But Stamkos assumed those bumps would be on the family side, with new schools and new sports and new friends. The hockey, he thought, would be the easy part.

It has been exactly the opposite.

"You know the saying, 'Hope for the best, plan for the worst'?" Stamkos said Tuesday. "We weren't planning for this being the worst. You're hoping that you're a team that can compete for the Stanley Cup. Worst-case scenario, you're a team that's in the mix. And when it's gone this far down, it's difficult."

As the NHL Trade Deadline on Friday at 3 p.M. ET approaches, the Nashville Predators are not adding pieces, not gearing up, not preparing for what they had all anticipated would be a long run in the Stanley Cup Playoffs, maybe even with a chance at the Final and the Stanley Cup.

Instead, this week, the Predators and Stamkos enter the final quarter of the season playing out the string. With a record of 22-32-7, they have 51 points, the third-fewest in the NHL, ahead only of the San Jose Sharks (43) and Chicago Blackhawks (45). They are 16 points out of a playoff spot in the Western Conference.

"As a player you want two things: You want team success and you want to feel like you're contributing towards that success," Stamkos said. "This year hasn't worked out in both degrees. So, it's certainly been difficult, especially with some of the excitement that we had coming into this season for the guys that were here last year to build on the success that they had. Here we are today and [it's] certainly not, I don't think, what anyone thought.

» Task instructions: Write the next part of the article on Stamkos and the struggling Nashville Predators, starting right after its last sentence. The records after this point were taken from a different source.

(Coordinate labeling records)
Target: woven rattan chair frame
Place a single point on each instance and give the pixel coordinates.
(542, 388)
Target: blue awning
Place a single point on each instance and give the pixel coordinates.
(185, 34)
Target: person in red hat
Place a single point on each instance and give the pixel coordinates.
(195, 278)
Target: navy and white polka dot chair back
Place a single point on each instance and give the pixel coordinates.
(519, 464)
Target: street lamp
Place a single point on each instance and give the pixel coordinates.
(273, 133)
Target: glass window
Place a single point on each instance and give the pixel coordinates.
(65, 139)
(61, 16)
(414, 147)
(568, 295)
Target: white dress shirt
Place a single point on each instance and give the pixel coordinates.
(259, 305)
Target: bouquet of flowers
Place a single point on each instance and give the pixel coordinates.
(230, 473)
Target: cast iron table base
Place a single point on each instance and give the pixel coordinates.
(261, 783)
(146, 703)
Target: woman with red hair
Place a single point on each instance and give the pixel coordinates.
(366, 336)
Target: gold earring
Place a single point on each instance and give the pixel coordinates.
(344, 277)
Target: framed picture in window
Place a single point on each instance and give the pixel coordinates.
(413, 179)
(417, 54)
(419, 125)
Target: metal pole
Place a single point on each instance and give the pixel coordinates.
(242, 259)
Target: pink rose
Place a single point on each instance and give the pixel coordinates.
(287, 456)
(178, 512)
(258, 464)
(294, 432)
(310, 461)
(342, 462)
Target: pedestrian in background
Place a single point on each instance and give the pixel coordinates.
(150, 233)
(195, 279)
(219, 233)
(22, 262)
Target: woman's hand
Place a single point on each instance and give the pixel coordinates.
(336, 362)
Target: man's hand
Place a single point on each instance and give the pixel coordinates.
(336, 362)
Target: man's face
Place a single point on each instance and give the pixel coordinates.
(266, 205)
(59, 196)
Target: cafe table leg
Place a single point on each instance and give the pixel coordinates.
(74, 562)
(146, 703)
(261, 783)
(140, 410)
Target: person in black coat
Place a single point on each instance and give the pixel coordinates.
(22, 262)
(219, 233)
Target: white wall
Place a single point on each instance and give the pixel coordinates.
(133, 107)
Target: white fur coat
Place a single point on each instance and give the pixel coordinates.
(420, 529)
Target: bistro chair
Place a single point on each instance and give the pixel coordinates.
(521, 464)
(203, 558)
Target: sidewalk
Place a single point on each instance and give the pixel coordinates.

» Result:
"If we were not in a playoff spot but in the mix, it's different. But when you're in the position we're at, it's a tough pill to swallow and certainly not what any of us expected."

And even after 60 games, they're still not quite sure what got them here.

"I think that's the question we ask ourselves every day, when we're at the rink, when we're together for dinner, it's 'what went wrong' and 'can we try to build on something here?'" Stamkos said. "That's the difficult thing. I think you look back, there were certain areas that haven't clicked or haven't worked as much as we were hoping.

"You put some new guys into a group, so much excitement, a lot of hope, right? You hope that things can work out. And it hasn't."

They were hoping it would result in a team that could improve on last season, which ended with a six-game loss to the Vancouver Canucks in the Western Conference First Round. Instead, the Predators started poorly and simply never recovered, losing their first five games of the season. On Dec. 10, they were 7-16-6 after an eight-game skid (0-5-3).